BEGIN RECORDS SHOWN

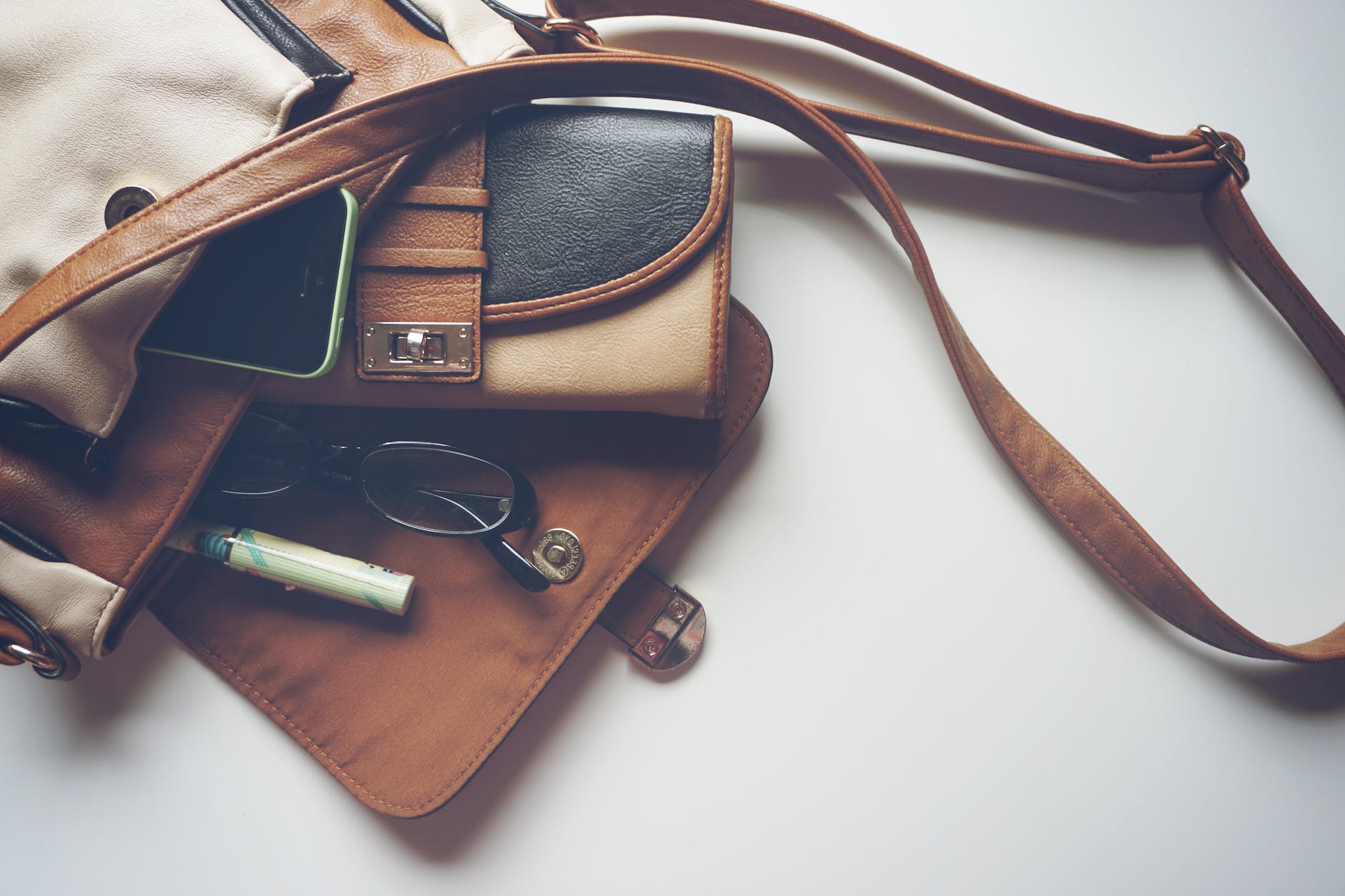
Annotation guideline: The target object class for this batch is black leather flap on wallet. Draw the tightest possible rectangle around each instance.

END RECORDS SHOWN
BEGIN RECORDS SHOWN

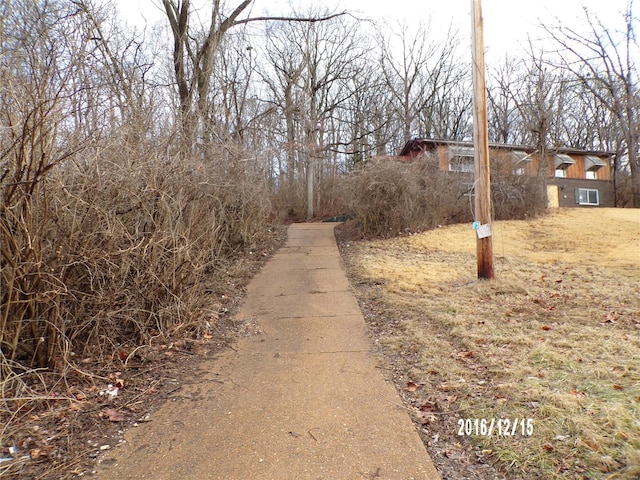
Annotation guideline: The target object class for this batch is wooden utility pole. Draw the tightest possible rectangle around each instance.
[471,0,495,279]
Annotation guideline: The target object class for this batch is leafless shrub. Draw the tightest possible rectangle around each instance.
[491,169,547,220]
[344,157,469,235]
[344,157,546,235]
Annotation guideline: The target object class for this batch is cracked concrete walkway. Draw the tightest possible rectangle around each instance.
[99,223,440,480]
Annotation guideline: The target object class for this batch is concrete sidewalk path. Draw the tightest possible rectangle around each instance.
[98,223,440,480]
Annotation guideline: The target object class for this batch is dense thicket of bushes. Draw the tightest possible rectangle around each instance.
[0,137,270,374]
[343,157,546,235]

END RECORDS SHOWN

From the data above, pull out each line that includes the string "possible" and reproduce those lines unchanged.

### CORRECT OUTPUT:
Annotation guideline: The target object class for this batch is black leather flap on wallet. Draw the tightest possible rectangle around each instance.
Annotation guideline: The target object class for this batch is wooden utility pole. Draw the tightest possible rectangle around each instance.
Annotation guideline: The target object class for this batch is leafless shrub. Draw the tightest possible rectangle around each instance.
Annotation guideline: The target object class for this batch is cracked concrete walkway. Draw the tightest possible rectangle around each instance.
Annotation guideline: The target object class for this batch is concrete sidewalk path. Draw the tightest possible rectangle around each instance.
Annotation guideline: The target object class for this batch is dense thicket of bushes. Draw the tightest possible rectangle around each instance.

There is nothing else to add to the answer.